Thursday, August 4, 2011

For Gosh Sakes, Bones, Pick A Side and Stick With It!!!!!!

I’ve listened to a number of You Are There OTR episodes recently. I’ve always liked the premise to that series—plop modern news reporters into the middle of an historical event and have them broadcast that event while scoring interviews with the participants. The whole concept is played straight—radio reporters at Gettysburg or the trial of Socrates or wherever are just accepted as normal, while the actual events play out as they did in real life.

Anyway, I got curious to see the TV version produced in the 1950s. I remember seeing a few in reruns when I was a kid, but didn’t remember much about them.

I Netflixed a disc that included an episode about the gunfight at the OK Corral (broadcast in November 1955). It wasn’t bad, though not quite as historically accurate as an educational show should be. It also suffers a little from the dramatic need to shift camera angles, which is probably necessary to tell the story well, but distracts from the conceit that we’re watching a “live” news broadcast. Still, over all, it was pretty good.

One of its strengths is the casting. Barry Atwater, for instance, does a really effective menacing stare as Doc Holliday. And playing Ike Clanton, the arch enemy of the Earps and Holliday, is DeForest Kelley—the future Leonard “Bones” McCoy.

Now follow along closely. Kelley (who did a lot of Western roles in his pre-Star Trek days) plays Ike Clanton, a member of the gang that fights the Earps in the famous gunfight.

A couple of years later, Kelley plays Morgan Earp in the Burt Lancaster/Kirk Douglas movie Gunfight at the OK Corral (1957). So now he’s on the other side.

Gunfight, by the way, makes no pretensions at all towards historical accuracy, though it’s still a good, solid western with a fine cast.  Lancaster and Douglas always play well off of each other whenever they did a movie together.

Now we jump ahead a decade or so to October 1968, when the Star Trek episode “Spectre of the Gun” airs. In this episode (far from the series best), Kirk and his crew are forced by all-powerful aliens to relive the gunfight while playing the parts of the Clanton gang. This is the method of execution used to do away with the Enterprise’s command crew,  who got on the aliens’ bad side.

So this time, Kelley is back on the side of the Clantons. This time around, he’s one of the two McLaury brothers, who were present with Ike and Billy Clanton at the battle. 

It's actually kind of interesting that it's Kirk who recognizes where and when they've been set. I keep thinking that McCoy should have immediately shouted out "HEY! I recognize this place! I've been here before!"

So DeForest Kelly participates in the gunfight at the OK Corral on three different occasions during his acting career, but kept switching sides every darn time he did so. Gee whiz, it’s amazing Kirk ever let Bones near him with that medical scanner thing he was always waving around. You apparently can’t trust the guy at all!


  1. Why wasn't he ever Doc Holiday?
    "Dammit Wyatt, I'm a dentist not a gunfighter."

  2. I must have been asleep at the switch when you posted this. Just a great essay and especially fun for fans of DeForest Kelly and of the whole Gunfight at the OK Corral saga and legend. I love the Lancaster-Douglas film (with Frankie laine songs). Okay, I admit it: "Spectre of the Gun" is a guilty pleasure and one of my favorite third season episodes. PS: Just to add another Trek third season connection: Steve Ihnat--Lord Garth of "Whom Gods Destroy"--was in a 1967 OK Corral-related movie called "Hour of the Gun" that's well worth seeing (the cast also boasts Trek alumni William Windom and William Schallert).

    1. When I was a kid, the minimalist sets in "Spectre of the Gun" bothered the heck out of me and I disliked the episode because of this. As I got older, I realized those sets fit the conceit of the whole thing being an illusion. There was no attempt to fool Kirk & Co. into thinking it was real--it was just a complex method of executing them. So I grew to like the episode better because of this and it's a guilty pleasure for me as well among the mostly weak 3rd season episodes. I hadn't made the connection to Hour of the Gun--it is a great movie, but I haven't seen it in years. I'll have to re-visit it. Thanks as always for your great comments.

YOUR ASSIGNMENT:
Can you reproduce the post on DeForest Kelley and the OK Corral word for word, starting at the words "Thursday, August 4, 2011" and stopping after "much about them."?

GIVEN INFORMATION:
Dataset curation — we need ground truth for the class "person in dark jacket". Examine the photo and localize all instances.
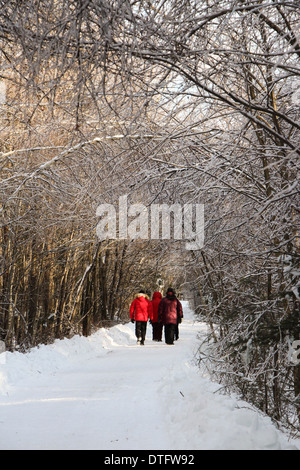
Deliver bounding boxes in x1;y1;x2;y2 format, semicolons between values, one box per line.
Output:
130;290;153;345
152;292;163;341
158;287;183;344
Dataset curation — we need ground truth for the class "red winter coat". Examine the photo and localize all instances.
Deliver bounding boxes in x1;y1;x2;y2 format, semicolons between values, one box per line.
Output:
130;294;153;321
158;296;183;325
152;292;162;323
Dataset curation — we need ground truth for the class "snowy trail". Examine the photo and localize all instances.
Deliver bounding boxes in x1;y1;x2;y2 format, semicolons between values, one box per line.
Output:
0;303;300;450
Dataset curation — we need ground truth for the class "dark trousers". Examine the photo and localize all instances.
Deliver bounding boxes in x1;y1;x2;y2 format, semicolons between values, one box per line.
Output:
175;323;179;341
165;323;176;344
152;323;163;341
135;321;147;344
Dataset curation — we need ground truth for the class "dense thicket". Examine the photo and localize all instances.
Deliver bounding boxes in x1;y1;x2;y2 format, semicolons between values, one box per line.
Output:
0;0;300;434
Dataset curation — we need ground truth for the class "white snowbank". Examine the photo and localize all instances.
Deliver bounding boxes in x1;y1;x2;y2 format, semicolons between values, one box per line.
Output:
0;303;300;450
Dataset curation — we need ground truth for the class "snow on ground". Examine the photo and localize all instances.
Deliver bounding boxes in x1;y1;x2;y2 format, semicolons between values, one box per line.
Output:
0;302;300;450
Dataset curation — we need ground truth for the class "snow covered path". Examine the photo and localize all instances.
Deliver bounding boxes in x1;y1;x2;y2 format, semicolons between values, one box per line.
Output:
0;303;300;450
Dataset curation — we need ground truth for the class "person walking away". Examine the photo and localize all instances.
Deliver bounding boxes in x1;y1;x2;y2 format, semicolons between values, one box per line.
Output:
158;287;183;344
130;290;153;345
175;299;183;341
152;292;163;341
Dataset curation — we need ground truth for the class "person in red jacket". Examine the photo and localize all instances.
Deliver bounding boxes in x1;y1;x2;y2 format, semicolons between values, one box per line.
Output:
152;292;163;341
130;290;153;345
158;287;183;344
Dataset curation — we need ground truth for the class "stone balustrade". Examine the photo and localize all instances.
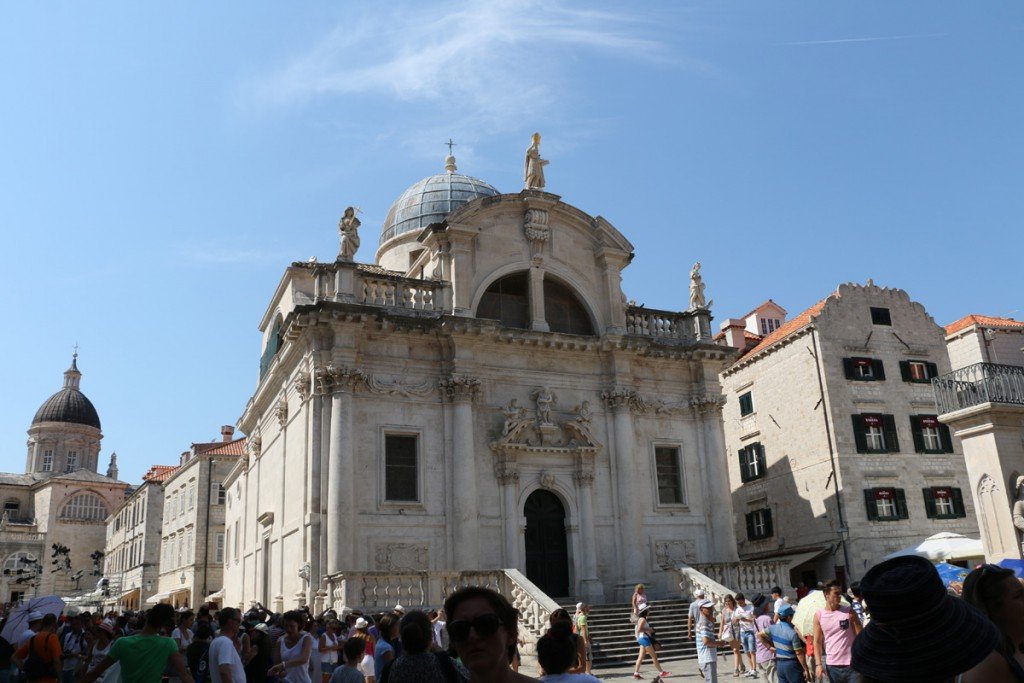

ANSWER SPACE:
Thursday, August 4, 2011

For Gosh Sakes, Bones, Pick A Side and Stick With It!!!!!!

I’ve listened to a number of You Are There OTR episodes recently. I’ve always liked the premise to that series—plop modern news reporters into the middle of an historical event and have them broadcast that event while scoring interviews with the participants. The whole concept is played straight—radio reporters at Gettysburg or the trial of Socrates or wherever are just accepted as normal, while the actual events play out as they did in real life.

Anyway, I got curious to see the TV version produced in the 1950s. I remember seeing a few in reruns when I was a kid, but didn’t remember much about them.